(Stored data entries)
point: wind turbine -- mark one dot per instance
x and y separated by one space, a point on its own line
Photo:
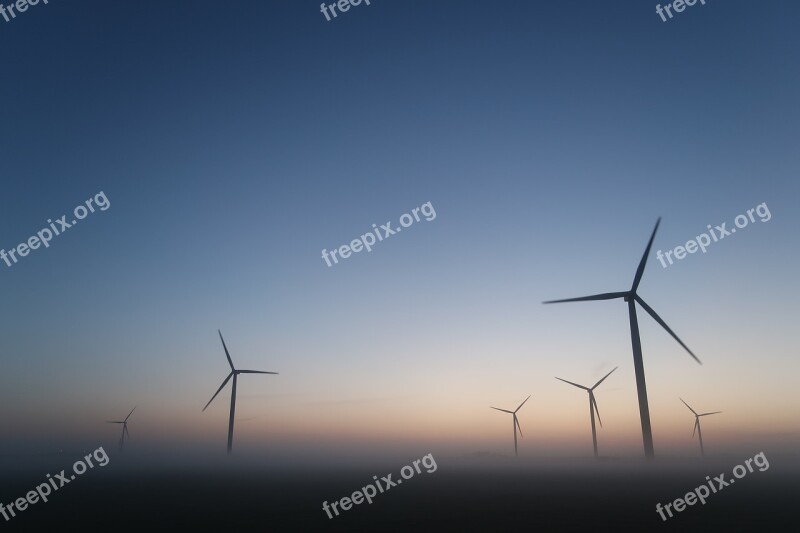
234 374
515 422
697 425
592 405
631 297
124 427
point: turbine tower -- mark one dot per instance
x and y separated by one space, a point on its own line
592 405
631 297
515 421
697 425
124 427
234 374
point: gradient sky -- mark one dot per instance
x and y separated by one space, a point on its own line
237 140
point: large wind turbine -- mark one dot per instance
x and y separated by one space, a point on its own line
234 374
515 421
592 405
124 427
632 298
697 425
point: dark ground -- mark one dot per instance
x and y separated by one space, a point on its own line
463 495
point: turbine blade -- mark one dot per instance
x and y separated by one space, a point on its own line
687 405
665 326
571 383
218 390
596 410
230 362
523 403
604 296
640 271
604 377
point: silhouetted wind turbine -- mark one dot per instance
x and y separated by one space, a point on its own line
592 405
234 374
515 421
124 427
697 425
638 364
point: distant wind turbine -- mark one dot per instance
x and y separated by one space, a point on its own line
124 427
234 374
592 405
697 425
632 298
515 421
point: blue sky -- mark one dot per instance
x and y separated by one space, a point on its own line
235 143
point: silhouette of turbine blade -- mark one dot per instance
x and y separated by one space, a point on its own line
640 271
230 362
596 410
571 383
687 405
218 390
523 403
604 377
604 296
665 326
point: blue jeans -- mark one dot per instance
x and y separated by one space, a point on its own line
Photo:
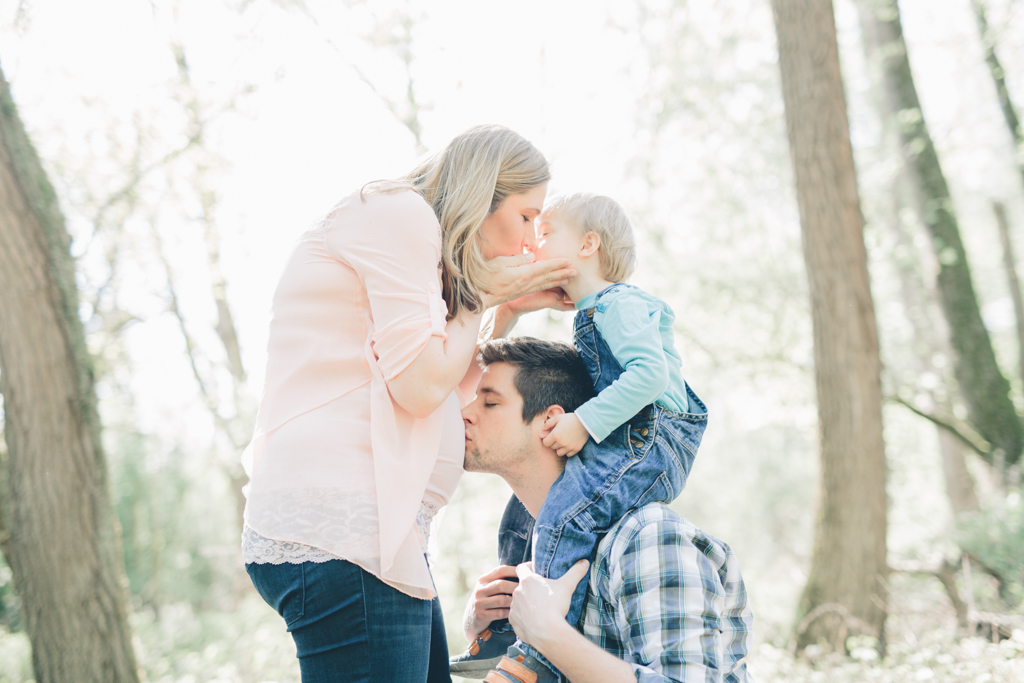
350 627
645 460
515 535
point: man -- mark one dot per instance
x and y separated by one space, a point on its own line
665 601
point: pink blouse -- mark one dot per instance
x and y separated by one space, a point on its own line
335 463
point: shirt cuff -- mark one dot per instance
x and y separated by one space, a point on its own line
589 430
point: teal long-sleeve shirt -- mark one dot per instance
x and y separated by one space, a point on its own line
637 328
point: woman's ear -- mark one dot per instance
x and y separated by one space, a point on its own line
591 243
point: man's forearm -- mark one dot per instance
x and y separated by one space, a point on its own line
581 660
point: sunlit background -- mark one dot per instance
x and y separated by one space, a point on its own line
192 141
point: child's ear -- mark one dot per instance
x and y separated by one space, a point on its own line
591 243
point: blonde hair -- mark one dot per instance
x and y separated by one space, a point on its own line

The problem:
Once the lines containing "wind" in the data above are counted, give the total by itself.

Written reply:
4